▶ **The problem**: Give again, exactly and only, the lines running from the one with "In the photo above, where can the sun reflection" to the end of the material below; leave out pictures.

▶ **Dataset content**:
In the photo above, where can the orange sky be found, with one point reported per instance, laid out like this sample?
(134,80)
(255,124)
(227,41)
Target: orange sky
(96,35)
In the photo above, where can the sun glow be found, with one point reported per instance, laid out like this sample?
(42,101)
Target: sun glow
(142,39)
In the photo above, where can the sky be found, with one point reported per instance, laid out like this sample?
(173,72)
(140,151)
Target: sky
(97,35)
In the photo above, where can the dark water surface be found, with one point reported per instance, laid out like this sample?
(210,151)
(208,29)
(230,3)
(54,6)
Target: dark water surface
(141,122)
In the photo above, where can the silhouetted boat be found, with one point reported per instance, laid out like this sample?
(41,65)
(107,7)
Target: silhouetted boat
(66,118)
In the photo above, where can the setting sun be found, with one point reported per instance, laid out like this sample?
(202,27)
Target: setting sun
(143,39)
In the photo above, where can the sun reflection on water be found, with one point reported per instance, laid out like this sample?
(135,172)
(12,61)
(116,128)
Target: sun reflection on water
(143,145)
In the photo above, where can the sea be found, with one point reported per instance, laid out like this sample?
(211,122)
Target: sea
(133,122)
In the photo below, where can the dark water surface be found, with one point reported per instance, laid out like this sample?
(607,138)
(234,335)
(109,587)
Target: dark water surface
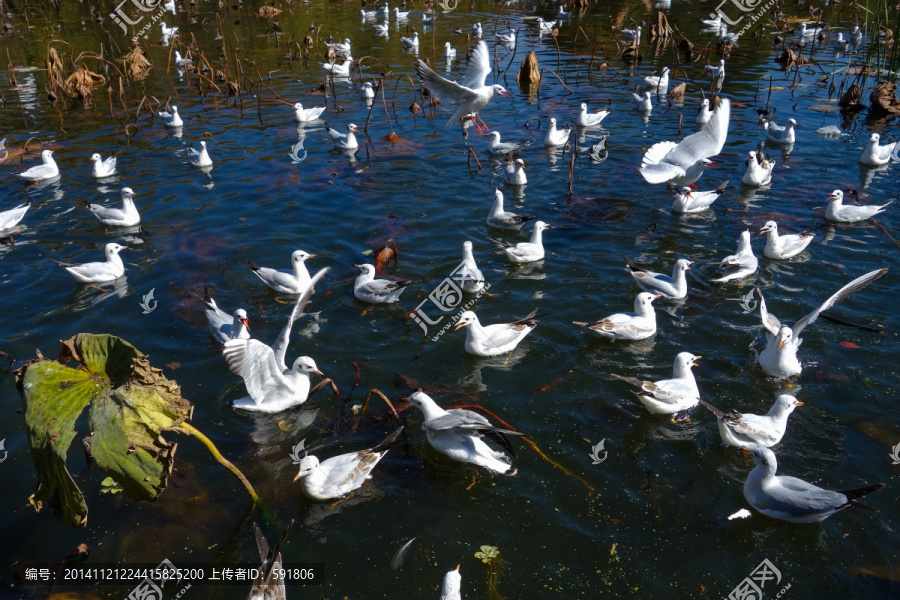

▶ **Output of the exercise**:
In the photo above, where can the sun reflection on water be found, with one point reported per instance, laid out like this sample?
(135,172)
(12,61)
(116,128)
Target: sun reflection on water
(143,145)
In the photo above, where can the sea be found, with one point reported per instance, laid out like this sample?
(211,122)
Target: sea
(133,122)
In the photo below, where can the dark water surface be found, with one point reported per instance, laid out like this sample?
(607,138)
(234,335)
(109,587)
Target: dark water surface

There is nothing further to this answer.